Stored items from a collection

━━━━━━

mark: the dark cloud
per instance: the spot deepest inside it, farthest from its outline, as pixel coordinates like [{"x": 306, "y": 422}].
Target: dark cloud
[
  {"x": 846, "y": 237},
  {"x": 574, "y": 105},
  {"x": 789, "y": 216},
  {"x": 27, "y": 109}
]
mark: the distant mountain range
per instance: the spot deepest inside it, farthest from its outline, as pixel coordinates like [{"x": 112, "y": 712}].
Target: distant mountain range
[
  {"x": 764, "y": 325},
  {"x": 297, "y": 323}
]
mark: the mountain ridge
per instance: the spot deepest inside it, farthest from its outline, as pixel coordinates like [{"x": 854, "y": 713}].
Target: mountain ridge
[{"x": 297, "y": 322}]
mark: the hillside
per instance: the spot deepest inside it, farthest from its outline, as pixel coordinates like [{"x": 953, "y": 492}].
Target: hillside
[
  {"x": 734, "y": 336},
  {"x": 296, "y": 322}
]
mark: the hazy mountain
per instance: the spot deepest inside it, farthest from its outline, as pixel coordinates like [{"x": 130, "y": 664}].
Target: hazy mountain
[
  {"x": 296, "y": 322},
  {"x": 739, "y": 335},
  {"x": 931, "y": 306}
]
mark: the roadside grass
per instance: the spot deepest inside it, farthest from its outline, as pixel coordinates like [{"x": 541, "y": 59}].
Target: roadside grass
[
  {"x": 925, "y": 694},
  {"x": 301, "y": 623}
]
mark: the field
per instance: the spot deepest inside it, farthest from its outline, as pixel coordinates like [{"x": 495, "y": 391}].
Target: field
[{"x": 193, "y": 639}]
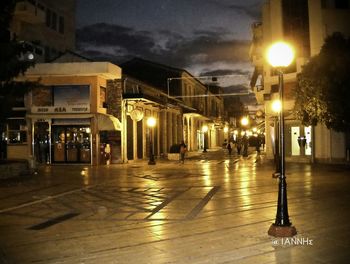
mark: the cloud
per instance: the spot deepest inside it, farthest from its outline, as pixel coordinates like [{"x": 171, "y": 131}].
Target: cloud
[
  {"x": 206, "y": 52},
  {"x": 253, "y": 11},
  {"x": 221, "y": 72},
  {"x": 250, "y": 8}
]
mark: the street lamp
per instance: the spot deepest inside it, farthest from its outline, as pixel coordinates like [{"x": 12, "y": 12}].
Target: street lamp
[
  {"x": 276, "y": 108},
  {"x": 151, "y": 122},
  {"x": 281, "y": 55},
  {"x": 244, "y": 121},
  {"x": 205, "y": 130}
]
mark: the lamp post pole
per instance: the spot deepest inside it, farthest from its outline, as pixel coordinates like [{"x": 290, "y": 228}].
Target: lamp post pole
[
  {"x": 282, "y": 226},
  {"x": 205, "y": 139},
  {"x": 151, "y": 121}
]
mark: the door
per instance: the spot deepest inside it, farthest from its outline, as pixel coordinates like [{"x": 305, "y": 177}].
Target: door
[{"x": 295, "y": 134}]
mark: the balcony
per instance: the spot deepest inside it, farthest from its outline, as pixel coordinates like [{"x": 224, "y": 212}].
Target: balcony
[{"x": 29, "y": 12}]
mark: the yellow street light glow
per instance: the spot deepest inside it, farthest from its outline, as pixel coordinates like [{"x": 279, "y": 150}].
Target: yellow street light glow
[
  {"x": 276, "y": 106},
  {"x": 151, "y": 122},
  {"x": 244, "y": 121},
  {"x": 205, "y": 128},
  {"x": 280, "y": 54}
]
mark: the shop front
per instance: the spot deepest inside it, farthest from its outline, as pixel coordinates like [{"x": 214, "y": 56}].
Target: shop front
[{"x": 62, "y": 140}]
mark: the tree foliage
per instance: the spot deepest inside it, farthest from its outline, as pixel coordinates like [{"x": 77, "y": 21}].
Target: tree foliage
[
  {"x": 13, "y": 61},
  {"x": 322, "y": 92}
]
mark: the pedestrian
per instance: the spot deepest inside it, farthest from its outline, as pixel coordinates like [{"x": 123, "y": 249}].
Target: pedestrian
[
  {"x": 229, "y": 148},
  {"x": 183, "y": 150},
  {"x": 245, "y": 141},
  {"x": 239, "y": 145}
]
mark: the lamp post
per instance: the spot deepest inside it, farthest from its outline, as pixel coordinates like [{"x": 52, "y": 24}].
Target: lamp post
[
  {"x": 244, "y": 123},
  {"x": 281, "y": 55},
  {"x": 151, "y": 122},
  {"x": 205, "y": 131},
  {"x": 276, "y": 108}
]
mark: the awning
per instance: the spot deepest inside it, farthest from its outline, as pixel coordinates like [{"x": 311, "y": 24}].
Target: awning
[{"x": 108, "y": 123}]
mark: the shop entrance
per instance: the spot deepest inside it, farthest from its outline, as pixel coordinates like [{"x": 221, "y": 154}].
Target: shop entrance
[
  {"x": 42, "y": 142},
  {"x": 299, "y": 141},
  {"x": 71, "y": 144}
]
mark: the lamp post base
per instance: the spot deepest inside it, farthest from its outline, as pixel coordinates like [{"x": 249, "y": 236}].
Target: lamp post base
[{"x": 282, "y": 231}]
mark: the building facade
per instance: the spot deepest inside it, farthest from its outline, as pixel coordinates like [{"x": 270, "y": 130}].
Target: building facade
[
  {"x": 69, "y": 116},
  {"x": 182, "y": 105},
  {"x": 305, "y": 24},
  {"x": 46, "y": 26}
]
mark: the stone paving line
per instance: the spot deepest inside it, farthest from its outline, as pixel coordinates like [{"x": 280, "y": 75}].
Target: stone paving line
[{"x": 215, "y": 208}]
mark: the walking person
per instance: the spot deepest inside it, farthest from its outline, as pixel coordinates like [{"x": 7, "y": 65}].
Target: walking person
[
  {"x": 239, "y": 145},
  {"x": 183, "y": 150},
  {"x": 245, "y": 145}
]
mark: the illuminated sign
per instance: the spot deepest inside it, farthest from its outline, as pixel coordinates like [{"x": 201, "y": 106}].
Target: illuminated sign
[{"x": 60, "y": 109}]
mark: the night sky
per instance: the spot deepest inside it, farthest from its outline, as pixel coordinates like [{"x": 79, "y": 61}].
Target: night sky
[{"x": 205, "y": 37}]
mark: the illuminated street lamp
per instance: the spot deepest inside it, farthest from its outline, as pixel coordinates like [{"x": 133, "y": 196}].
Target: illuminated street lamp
[
  {"x": 281, "y": 55},
  {"x": 205, "y": 131},
  {"x": 151, "y": 122}
]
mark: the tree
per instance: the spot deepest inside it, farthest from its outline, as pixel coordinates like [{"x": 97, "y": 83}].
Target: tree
[
  {"x": 322, "y": 92},
  {"x": 13, "y": 62}
]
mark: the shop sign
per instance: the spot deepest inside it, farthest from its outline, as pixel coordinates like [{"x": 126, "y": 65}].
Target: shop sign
[{"x": 61, "y": 109}]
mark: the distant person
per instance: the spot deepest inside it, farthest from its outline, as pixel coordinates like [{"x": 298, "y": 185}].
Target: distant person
[
  {"x": 245, "y": 142},
  {"x": 229, "y": 148},
  {"x": 183, "y": 150}
]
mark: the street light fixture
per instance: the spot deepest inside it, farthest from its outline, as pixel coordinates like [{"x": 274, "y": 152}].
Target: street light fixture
[
  {"x": 281, "y": 55},
  {"x": 151, "y": 122},
  {"x": 205, "y": 130},
  {"x": 244, "y": 121},
  {"x": 276, "y": 108}
]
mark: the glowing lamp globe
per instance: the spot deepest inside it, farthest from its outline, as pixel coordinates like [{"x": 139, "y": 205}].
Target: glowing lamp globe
[
  {"x": 280, "y": 54},
  {"x": 151, "y": 122}
]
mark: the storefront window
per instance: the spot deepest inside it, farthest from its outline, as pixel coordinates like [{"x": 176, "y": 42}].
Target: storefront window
[{"x": 17, "y": 131}]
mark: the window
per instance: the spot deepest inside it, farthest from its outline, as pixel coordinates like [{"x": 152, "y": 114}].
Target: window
[
  {"x": 341, "y": 4},
  {"x": 48, "y": 17},
  {"x": 61, "y": 24},
  {"x": 54, "y": 21},
  {"x": 17, "y": 131},
  {"x": 102, "y": 97},
  {"x": 42, "y": 96}
]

━━━━━━

Work to be completed:
Rewrite the stretch of data from the line containing "mark: the window" through the end of the data, switching "outline" to "border" and leaving everything else unchanged.

Final answer:
mark: the window
per instance: the spot deepest inside it, farthest from its border, as pixel coordinates like [{"x": 152, "y": 114}].
Target: window
[
  {"x": 341, "y": 4},
  {"x": 48, "y": 17},
  {"x": 61, "y": 24},
  {"x": 54, "y": 21},
  {"x": 17, "y": 131},
  {"x": 102, "y": 97},
  {"x": 42, "y": 96}
]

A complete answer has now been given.